● Named object pointing listing
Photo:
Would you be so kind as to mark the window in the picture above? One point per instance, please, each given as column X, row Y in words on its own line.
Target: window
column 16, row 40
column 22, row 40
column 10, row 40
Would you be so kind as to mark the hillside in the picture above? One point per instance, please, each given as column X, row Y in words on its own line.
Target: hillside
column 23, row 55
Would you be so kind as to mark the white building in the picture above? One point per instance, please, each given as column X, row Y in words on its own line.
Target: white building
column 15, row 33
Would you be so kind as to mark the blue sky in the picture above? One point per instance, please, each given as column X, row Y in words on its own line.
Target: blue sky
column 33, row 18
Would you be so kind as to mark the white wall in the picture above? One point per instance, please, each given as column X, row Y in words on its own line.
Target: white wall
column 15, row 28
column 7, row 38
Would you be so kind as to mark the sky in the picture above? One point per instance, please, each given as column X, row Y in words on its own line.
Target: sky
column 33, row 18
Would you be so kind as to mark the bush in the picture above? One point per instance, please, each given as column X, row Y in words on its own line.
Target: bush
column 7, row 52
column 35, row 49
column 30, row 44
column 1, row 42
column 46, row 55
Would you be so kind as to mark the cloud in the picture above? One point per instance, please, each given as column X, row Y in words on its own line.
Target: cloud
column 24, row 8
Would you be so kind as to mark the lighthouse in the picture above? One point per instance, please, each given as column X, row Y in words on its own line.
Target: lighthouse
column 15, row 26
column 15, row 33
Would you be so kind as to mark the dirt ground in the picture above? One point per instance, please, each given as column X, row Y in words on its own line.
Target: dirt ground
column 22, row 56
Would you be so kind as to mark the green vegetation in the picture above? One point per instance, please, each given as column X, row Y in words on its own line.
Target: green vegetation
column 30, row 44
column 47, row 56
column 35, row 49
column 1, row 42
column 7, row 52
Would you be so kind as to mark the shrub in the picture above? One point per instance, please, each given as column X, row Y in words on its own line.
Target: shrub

● Task directions
Copy out every line of the listing above, unchanged.

● Complete response
Photo:
Would you be so kind as to mark the window in the picture above? One point per instance, please, each given as column X, row Y in words on its own line.
Target: window
column 16, row 40
column 22, row 40
column 10, row 40
Would you be so kind as to mark the hillside in the picture above? One point per instance, please, each given as column X, row Y in words on its own line.
Target: hillside
column 23, row 55
Would you be so kind as to mark the white building in the picture above? One point per instance, please, each given as column X, row Y in words on its own line.
Target: white building
column 15, row 33
Would you be so kind as to mark the blue sky in the picture above? One point per instance, please, each given as column X, row Y in words on its own line.
Target: blue sky
column 33, row 18
Would you be so kind as to mark the white wall in the picture above? One point per instance, please, each given as column X, row Y in words on its own line.
Target: white wall
column 15, row 28
column 7, row 38
Would you be so kind as to mark the sky in the picture above? One point per instance, please, each given as column X, row Y in words on its own line.
Target: sky
column 33, row 18
Would you be so kind as to mark the bush in the picture above? One point per instance, please, each given as column X, row Y in words on its own line.
Target: bush
column 7, row 52
column 35, row 49
column 30, row 44
column 1, row 42
column 46, row 55
Would you be so kind as to mark the cloud in the picture above? One point per instance, please, each given as column X, row Y in words on its own line.
Target: cloud
column 24, row 8
Would you be so kind as to mark the lighthouse in the picture above? One point per instance, please, each given as column X, row Y in words on its own line.
Target: lighthouse
column 15, row 26
column 15, row 33
Would you be so kind as to mark the dirt ground in the picture above? One point per instance, please, each given as column X, row Y in words on its own line.
Target: dirt ground
column 22, row 56
Would you be so kind as to mark the green vegetation in the picture above? One point per instance, please, each given as column X, row Y in words on its own line.
Target: green vegetation
column 30, row 44
column 47, row 56
column 35, row 49
column 1, row 42
column 7, row 52
Would you be so kind as to mark the shrub in the picture above? One point per instance, please, each given as column X, row Y in words on its own line.
Target: shrub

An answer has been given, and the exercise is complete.